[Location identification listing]
-*-

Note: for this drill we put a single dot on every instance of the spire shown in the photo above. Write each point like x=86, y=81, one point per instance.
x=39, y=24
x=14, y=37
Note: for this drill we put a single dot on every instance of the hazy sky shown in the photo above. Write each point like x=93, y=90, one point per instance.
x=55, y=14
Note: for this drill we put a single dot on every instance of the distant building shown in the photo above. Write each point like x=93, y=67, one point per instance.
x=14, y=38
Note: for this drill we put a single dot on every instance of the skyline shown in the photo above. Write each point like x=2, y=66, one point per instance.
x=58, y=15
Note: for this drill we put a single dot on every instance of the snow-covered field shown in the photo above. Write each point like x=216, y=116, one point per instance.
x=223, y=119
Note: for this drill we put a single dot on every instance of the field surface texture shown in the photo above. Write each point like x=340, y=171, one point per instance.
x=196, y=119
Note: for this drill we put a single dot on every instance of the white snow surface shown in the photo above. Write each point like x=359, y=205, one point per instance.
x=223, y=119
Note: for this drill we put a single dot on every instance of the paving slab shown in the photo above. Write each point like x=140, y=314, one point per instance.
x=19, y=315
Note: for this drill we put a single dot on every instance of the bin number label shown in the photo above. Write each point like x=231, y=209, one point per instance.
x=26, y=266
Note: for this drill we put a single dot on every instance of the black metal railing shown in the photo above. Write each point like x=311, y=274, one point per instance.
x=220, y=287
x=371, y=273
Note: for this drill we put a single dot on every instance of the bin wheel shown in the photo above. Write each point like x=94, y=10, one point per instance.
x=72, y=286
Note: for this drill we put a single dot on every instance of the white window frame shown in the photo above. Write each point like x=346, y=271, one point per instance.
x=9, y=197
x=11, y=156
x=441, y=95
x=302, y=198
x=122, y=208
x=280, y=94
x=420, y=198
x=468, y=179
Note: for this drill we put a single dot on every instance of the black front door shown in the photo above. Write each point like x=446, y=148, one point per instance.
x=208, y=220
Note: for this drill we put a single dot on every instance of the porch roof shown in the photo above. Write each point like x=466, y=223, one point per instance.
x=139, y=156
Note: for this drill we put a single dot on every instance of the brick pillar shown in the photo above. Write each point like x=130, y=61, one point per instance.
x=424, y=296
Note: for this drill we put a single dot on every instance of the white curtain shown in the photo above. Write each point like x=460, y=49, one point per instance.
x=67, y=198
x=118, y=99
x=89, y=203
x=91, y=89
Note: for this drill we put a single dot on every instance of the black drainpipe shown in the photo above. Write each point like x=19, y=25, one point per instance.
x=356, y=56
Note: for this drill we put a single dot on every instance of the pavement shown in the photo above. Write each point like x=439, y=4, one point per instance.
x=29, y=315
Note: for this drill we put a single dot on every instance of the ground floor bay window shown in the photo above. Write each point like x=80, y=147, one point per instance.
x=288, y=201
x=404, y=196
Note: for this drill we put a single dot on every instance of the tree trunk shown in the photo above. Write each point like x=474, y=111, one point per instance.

-*-

§ **STATED PROBLEM**
Rewrite the listing, replacing "drill" with "exercise" wherever it occurs and leaving everything else as it is.

§ **WRITTEN SOLUTION**
Note: for this exercise we put a single dot on every instance of the spire shown in the photo above. Write each point like x=86, y=81, one point per instance.
x=39, y=24
x=14, y=37
Note: for this exercise we put a single dot on every instance of the hazy sky shown in the photo above. Write each point like x=93, y=90, one point per instance.
x=55, y=14
Note: for this exercise we put a single dot on every instance of the distant building shown in the photo above. Write each point like x=93, y=67, one point per instance.
x=14, y=38
Note: for this exercise we put a single dot on every instance of the skyline shown in the photo above. Write each point like x=2, y=66, one point per instance.
x=58, y=15
Note: for this exercise we put a single dot on every instance of the snow-covered field shown in the photo above. Write each point like x=216, y=116, one point per instance.
x=223, y=119
Note: for this exercise we put a single dot on every instance of the field surface texture shown in the photo above. Write each point like x=340, y=171, one point per instance.
x=196, y=119
Note: for this exercise we put a single dot on every instance of the white snow surface shown in the photo above. Write each point like x=359, y=205, one point per instance.
x=223, y=119
Note: for this exercise we put a single dot on every instance of the paving slab shown in the photo above. Write each point like x=140, y=314, one point per instance.
x=19, y=315
Note: for this exercise we put a single dot on every instance of the bin number label shown in the photo above. Write each point like x=231, y=209, one point per instance.
x=26, y=266
Note: for this exercise we put a single dot on every instance of the black metal railing shown in the photo above. Write each point like x=311, y=274, one point per instance.
x=220, y=287
x=371, y=273
Note: for this exercise we put a single dot on every instance of the bin wheel shown in the photo above. Write each point like x=94, y=10, one point per instance.
x=72, y=286
Note: for this exercise we put a single dot on every instance of the white window frame shown in the photo above. Write each point like x=346, y=271, one point per instance.
x=9, y=197
x=11, y=156
x=441, y=95
x=302, y=198
x=122, y=208
x=280, y=94
x=420, y=198
x=468, y=179
Note: for this exercise we put a single dot on every instance of the black front door shown in the photo above. Write each point like x=446, y=148, one point per instance.
x=208, y=220
Note: for this exercise we put a single dot on every instance of the porch roof shown in the photo above. Write each point like x=466, y=223, one point per instance.
x=139, y=156
Note: for this exercise we put a single dot on every instance of the brick pillar shown in the photo above. Write each point like x=130, y=61, one point per instance.
x=424, y=296
Note: for this exercise we put a single dot on every instance of the white curtain shown in the photo above. Write each point like x=460, y=49, one point per instance.
x=67, y=198
x=118, y=99
x=89, y=203
x=91, y=89
Note: for this exercise we put a single dot on every instance of the black drainpipe shown in the photo above. Write each point like x=19, y=25, one point per instance.
x=356, y=56
Note: for this exercise we put a single dot on every instance of the pavement shown in the photo above. Write each point like x=439, y=4, one point per instance.
x=29, y=315
Note: for this exercise we put a single dot on every instance of the ground floor bay window shown in the photo above. Write each point like x=80, y=147, one point per instance.
x=288, y=201
x=404, y=196
Note: for this exercise we put a single dot on every instance of the tree trunk shown in the photo above. Write each point like x=474, y=111, one point per instance.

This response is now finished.